**YOUR OBJECTIVE**
Everything in the records must appear again exactly, except the images.

========================

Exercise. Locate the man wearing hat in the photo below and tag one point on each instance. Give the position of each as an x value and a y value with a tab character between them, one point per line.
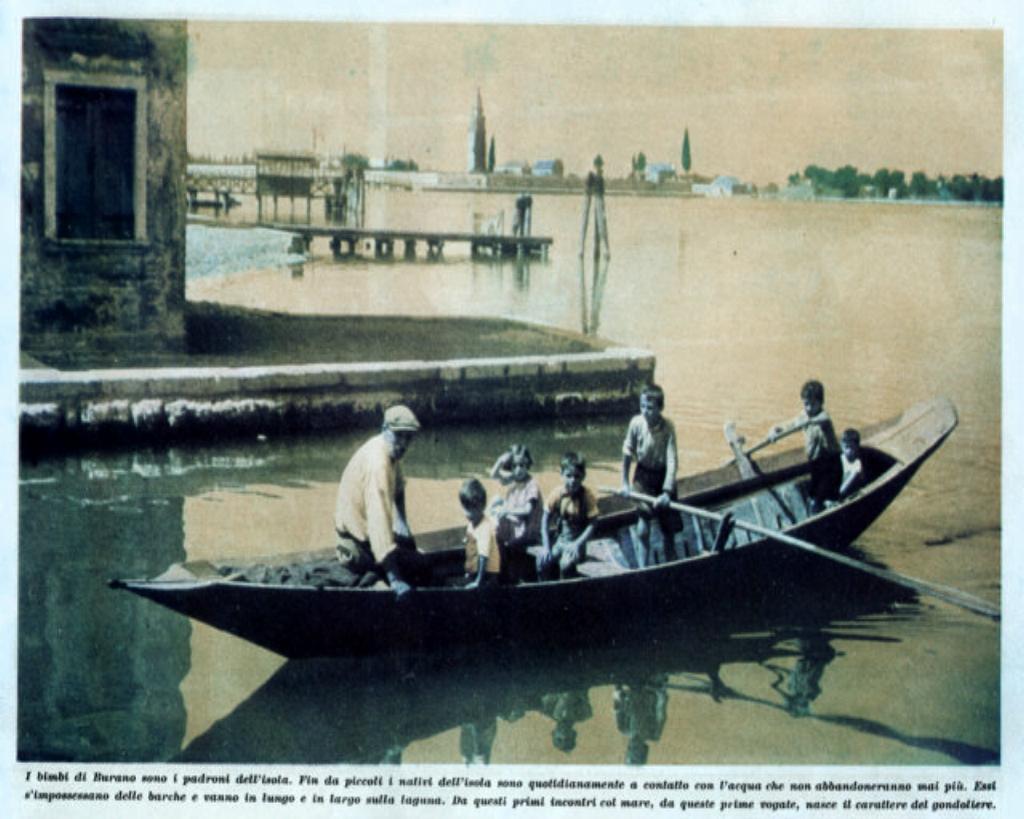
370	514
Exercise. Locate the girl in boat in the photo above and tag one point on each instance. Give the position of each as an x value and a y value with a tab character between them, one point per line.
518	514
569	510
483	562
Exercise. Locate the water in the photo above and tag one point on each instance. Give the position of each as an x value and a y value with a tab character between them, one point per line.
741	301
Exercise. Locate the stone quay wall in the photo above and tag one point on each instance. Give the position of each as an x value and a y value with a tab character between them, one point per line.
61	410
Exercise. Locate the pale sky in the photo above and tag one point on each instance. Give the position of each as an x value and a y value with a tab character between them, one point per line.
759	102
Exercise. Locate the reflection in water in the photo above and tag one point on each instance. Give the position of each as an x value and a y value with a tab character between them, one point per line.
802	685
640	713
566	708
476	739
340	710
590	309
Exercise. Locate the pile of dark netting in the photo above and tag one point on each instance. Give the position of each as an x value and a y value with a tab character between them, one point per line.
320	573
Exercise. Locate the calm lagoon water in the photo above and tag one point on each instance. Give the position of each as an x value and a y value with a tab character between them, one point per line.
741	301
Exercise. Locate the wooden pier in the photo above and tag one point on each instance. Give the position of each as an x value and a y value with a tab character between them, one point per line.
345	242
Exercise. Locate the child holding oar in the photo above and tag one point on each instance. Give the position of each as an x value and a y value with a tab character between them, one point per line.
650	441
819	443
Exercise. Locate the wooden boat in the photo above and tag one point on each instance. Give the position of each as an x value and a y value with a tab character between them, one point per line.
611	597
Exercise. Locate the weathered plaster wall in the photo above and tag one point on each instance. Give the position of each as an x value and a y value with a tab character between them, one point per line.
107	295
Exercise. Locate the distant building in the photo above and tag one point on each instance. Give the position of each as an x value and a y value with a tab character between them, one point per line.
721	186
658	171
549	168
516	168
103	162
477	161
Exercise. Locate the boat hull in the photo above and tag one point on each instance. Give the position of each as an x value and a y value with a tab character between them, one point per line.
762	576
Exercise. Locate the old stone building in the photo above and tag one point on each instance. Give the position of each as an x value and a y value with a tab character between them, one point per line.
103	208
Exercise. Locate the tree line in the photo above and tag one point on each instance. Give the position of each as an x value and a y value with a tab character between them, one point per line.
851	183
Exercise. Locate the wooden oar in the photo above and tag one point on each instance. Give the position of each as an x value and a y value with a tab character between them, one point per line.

========================

**EXERCISE RESPONSE**
Exercise. Locate the man wearing hat in the photo below and tag one point on each instance. Give the position of each as an x value and a y value with a tab character between them, one point per line.
370	514
Exercise. Locate the girl in boat in the photo above and tag one point on each instance. Give the position of each as an x value and a y value with a tab character between them, one point per line.
518	514
569	510
483	562
Exercise. Locate the water in the photo above and tag one point on each instance. Give the position of each as an x value and a y value with a tab character between them, one point per line.
741	301
Exercise. Locate the stone quay wall in the photo above and tag one point on each instance. Give the position of each as an x value and a y value with a tab character between them, one point per line.
61	410
Exercise. Locate the pale sky in the photo above and tag one point on each instance. Give the position of each as an x value and a y value with a tab character between them, one point per line.
759	102
Exercise. Locate the reflection in water in the photo above and tag one point on each instance. Give the position of each as an x value and a y value with a tab character between them, one point per line.
802	685
640	713
566	708
476	739
340	710
590	309
Exercise. Locate the pile of dark netting in the photo above and tag one point on each instance. Give the position of each as an x value and a y value with a tab character between them, one point per line.
320	573
Exercise. Locate the calm lagoon water in the photo above and tag one point on each instance. Give the position of each as an x value and a y value with a tab character between them, one point per line.
741	301
Exercise. Locate the wooden pier in the photo above and tag one point on each instance. Give the position of each as an x value and a y value with a tab character between them, one point per line.
345	242
Exercise. Locate the child holding oar in the photo above and tag one point on each instance. Give the position of each as an x value and a y value with a tab character between them, one point per line.
650	441
819	443
Exercise. Locate the wooden boat in the photo above and tag one point on each instance. Give the position of each as an x value and a y value with a tab character between them, one point per line.
611	597
Exercise. Locate the weathered plaster wall in the photo above and tag one point on each instance. Give the position of each as an x value and a y value with a tab character between them, one point per line.
107	295
Exercise. Locate the distant building in the photo above and tag one point on each instance. Give the position of each as an x value and a y value with a tab character between them, one point per line.
721	186
658	171
549	168
516	168
103	162
477	161
Exercise. Locate the boat hull in the photo above and tag one point on each instance. Give the position of each as an x value and a y value with a tab character between them, one point per line.
762	576
Exercise. Locate the old stone building in the photo above and tag one point on each instance. Give the position of each as an x value and a y value with a tab character between them, one point per line.
103	208
Exercise. Locate the tree line in the photo above and tag one point on each instance. Give the position of each as an x value and a y value with a tab character between them, one point per line.
851	183
Exercise. Locate the wooden oar in the photo above and tag one point on each instance. Give the position of each as an x value and a y value with a tab character between them, one point per line.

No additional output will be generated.